(Data listing)
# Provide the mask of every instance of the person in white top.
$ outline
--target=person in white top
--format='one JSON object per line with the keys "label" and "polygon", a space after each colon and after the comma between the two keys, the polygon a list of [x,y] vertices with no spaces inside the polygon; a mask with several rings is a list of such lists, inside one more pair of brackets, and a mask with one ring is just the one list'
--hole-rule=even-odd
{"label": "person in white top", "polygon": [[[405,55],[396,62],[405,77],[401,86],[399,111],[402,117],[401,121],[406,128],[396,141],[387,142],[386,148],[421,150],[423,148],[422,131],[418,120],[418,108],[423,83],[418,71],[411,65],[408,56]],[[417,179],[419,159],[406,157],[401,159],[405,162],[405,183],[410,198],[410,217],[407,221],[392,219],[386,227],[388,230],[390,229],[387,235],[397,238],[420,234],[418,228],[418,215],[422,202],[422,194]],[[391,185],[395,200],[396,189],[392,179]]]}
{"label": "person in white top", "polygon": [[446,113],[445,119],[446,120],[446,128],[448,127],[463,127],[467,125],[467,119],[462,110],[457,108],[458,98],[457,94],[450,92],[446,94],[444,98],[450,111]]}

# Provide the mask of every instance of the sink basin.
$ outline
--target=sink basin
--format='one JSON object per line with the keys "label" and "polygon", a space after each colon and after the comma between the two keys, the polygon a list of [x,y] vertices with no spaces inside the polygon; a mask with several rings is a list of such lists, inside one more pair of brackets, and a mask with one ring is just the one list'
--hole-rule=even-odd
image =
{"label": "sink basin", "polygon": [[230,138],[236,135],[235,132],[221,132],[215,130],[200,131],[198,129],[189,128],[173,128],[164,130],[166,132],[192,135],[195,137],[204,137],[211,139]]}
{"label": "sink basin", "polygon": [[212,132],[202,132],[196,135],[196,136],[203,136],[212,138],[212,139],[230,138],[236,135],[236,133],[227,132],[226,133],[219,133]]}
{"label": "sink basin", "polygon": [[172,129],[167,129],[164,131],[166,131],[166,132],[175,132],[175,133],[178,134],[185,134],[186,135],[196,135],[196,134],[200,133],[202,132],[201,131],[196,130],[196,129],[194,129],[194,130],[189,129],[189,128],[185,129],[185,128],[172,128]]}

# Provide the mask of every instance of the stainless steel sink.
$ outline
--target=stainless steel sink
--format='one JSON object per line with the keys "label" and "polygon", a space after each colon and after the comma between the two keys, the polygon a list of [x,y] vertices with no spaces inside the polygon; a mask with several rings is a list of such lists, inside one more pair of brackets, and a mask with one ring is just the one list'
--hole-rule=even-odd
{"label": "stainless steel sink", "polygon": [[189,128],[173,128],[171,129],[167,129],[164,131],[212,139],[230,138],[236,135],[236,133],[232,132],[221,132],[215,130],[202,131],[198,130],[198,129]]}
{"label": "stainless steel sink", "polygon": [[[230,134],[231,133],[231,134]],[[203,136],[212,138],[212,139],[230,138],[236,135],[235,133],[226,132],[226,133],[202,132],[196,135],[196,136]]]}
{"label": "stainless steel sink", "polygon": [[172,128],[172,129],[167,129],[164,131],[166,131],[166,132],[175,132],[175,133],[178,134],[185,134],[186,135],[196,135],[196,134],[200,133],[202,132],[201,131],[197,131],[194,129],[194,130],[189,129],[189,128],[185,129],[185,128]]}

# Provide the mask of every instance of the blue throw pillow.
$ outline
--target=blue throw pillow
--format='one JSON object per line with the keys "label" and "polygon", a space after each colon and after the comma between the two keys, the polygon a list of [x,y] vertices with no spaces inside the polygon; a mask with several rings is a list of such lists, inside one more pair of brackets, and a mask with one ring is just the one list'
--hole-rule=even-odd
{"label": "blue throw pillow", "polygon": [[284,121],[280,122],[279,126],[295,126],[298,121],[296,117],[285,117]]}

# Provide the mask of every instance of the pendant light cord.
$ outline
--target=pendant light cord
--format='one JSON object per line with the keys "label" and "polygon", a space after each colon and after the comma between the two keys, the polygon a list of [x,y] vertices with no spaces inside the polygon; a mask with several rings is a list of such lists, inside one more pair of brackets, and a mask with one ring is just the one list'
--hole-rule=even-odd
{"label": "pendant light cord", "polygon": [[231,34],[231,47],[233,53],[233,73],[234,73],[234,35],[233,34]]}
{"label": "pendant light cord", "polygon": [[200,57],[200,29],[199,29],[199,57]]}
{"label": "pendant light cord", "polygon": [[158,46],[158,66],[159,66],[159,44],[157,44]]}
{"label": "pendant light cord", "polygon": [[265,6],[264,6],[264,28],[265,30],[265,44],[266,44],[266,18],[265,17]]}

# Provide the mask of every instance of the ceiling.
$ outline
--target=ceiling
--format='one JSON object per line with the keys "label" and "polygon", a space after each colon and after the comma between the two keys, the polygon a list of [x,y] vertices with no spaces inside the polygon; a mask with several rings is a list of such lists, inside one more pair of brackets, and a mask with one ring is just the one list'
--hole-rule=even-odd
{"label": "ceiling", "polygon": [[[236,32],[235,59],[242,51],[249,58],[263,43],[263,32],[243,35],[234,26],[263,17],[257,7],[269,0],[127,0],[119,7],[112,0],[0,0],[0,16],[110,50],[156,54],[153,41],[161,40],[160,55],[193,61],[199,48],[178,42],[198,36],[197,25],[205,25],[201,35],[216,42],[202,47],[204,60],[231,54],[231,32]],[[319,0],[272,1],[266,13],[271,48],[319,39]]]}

STATED TASK: Extract every line of the material above and reproduce it verbatim, with each character and line break unchanged.

RESPONSE TO THIS EXERCISE:
# Provide the mask of every instance of the person in white top.
$ outline
--target=person in white top
--format='one JSON object per line with the keys "label" and "polygon", a space after each colon and after the comma between the two keys, the polygon a list of [x,y] vertices with no spaces inside the polygon; a mask with several rings is a list of such lists, inside one more pair of brackets, and a mask with one ring is just the one list'
--hole-rule=even-odd
{"label": "person in white top", "polygon": [[[405,55],[396,62],[405,77],[401,86],[399,111],[402,117],[401,121],[406,128],[396,141],[387,142],[386,148],[421,150],[423,148],[422,131],[418,120],[418,108],[423,83],[418,71],[411,65],[408,56]],[[417,179],[419,159],[406,157],[401,159],[405,162],[405,183],[410,198],[410,217],[407,221],[392,219],[386,227],[388,230],[390,229],[387,235],[397,238],[420,234],[418,228],[418,215],[422,202],[422,194]],[[391,185],[395,200],[396,189],[392,179]]]}
{"label": "person in white top", "polygon": [[446,113],[445,119],[446,120],[446,128],[448,127],[463,127],[467,125],[467,119],[462,110],[457,108],[458,98],[457,94],[450,92],[446,94],[444,98],[450,111]]}

# Provide the mask of every instance of the sink basin.
$ outline
--target=sink basin
--format='one JSON object per line with the keys "label" and "polygon", a space after each colon and after the comma between the two keys, the polygon a list of [x,y] vertices with no spaces inside the polygon; a mask with several rings is a list of such lists, inside one more pair of brackets, and a mask with one ring is just the one list'
--hole-rule=even-odd
image =
{"label": "sink basin", "polygon": [[230,138],[236,135],[235,132],[221,132],[215,130],[200,131],[198,129],[189,128],[173,128],[164,130],[166,132],[192,135],[195,137],[204,137],[211,139]]}
{"label": "sink basin", "polygon": [[212,132],[202,132],[196,135],[196,136],[203,136],[212,138],[212,139],[230,138],[236,135],[236,133],[227,132],[226,133],[219,133]]}
{"label": "sink basin", "polygon": [[172,129],[167,129],[164,131],[166,131],[166,132],[175,132],[175,133],[178,134],[185,134],[186,135],[196,135],[196,134],[200,133],[202,132],[201,131],[196,130],[196,129],[194,129],[194,130],[189,129],[189,128],[185,129],[185,128],[172,128]]}

# Provide the mask of every instance of the stainless steel sink.
$ outline
--target=stainless steel sink
--format='one JSON object per line with the keys "label" and "polygon", a space after each colon and after the comma between the two keys, the polygon a list of [x,y] vertices with no spaces inside the polygon; a mask with several rings is a list of such lists, inside one more pair of brackets, and a mask with one ring is just the one list'
--hole-rule=even-odd
{"label": "stainless steel sink", "polygon": [[189,128],[173,128],[171,129],[167,129],[164,131],[212,139],[230,138],[236,135],[236,133],[232,132],[221,132],[215,130],[202,131],[198,130],[198,129]]}
{"label": "stainless steel sink", "polygon": [[[230,134],[231,133],[231,134]],[[203,136],[212,138],[212,139],[230,138],[236,135],[235,133],[226,132],[226,133],[202,132],[196,135],[196,136]]]}
{"label": "stainless steel sink", "polygon": [[172,128],[172,129],[167,129],[164,131],[166,131],[166,132],[175,132],[175,133],[178,134],[185,134],[186,135],[196,135],[196,134],[200,133],[202,132],[201,131],[197,131],[194,129],[194,130],[189,129],[189,128],[185,129],[185,128]]}

# Provide the mask of every instance of the blue throw pillow.
$ outline
--target=blue throw pillow
--format='one JSON object per line with the keys "label" and "polygon", a space after each colon and after the comma between the two keys, the polygon a list of [x,y] vertices with no spaces inside the polygon; a mask with several rings is a list of such lists, inside one more pair of brackets, and a mask with one ring is just the one list'
--hole-rule=even-odd
{"label": "blue throw pillow", "polygon": [[284,121],[280,122],[279,126],[295,126],[298,121],[296,117],[285,117]]}

# Provide the mask of every instance of the pendant light cord.
$ outline
--target=pendant light cord
--format='one JSON object per line with the keys "label" and "polygon", a space after each colon and after the comma between the two keys, the polygon a list of [x,y] vertices with no spaces inside the polygon; a mask with several rings is a list of such lists, inside one more pair of brackets, and a mask with one ring is just the one list'
--hole-rule=even-odd
{"label": "pendant light cord", "polygon": [[231,34],[231,47],[233,53],[233,73],[234,73],[234,35],[233,34]]}
{"label": "pendant light cord", "polygon": [[200,57],[200,29],[199,29],[199,57]]}
{"label": "pendant light cord", "polygon": [[158,46],[158,66],[159,66],[159,44],[157,44]]}
{"label": "pendant light cord", "polygon": [[265,6],[264,6],[264,28],[265,30],[265,44],[266,44],[266,18],[265,17]]}

# Provide the mask of every instance of the ceiling.
$ outline
--target=ceiling
--format='one JSON object per line with the keys "label" and "polygon", a space after each colon and after the comma between the two keys, the polygon a list of [x,y] vertices with no spaces inside the polygon; a mask with several rings is a list of such lists, inside one more pair of brackets, and a mask with one ring is just the one list'
--hole-rule=even-odd
{"label": "ceiling", "polygon": [[[236,32],[235,59],[242,51],[249,58],[263,43],[263,32],[243,35],[234,26],[263,17],[257,7],[269,0],[127,0],[119,7],[112,0],[0,0],[0,16],[110,50],[156,54],[153,41],[161,40],[160,55],[193,61],[199,48],[178,42],[198,36],[197,25],[205,25],[201,35],[216,42],[202,47],[204,60],[231,54],[231,32]],[[319,0],[272,1],[266,13],[271,48],[319,39]]]}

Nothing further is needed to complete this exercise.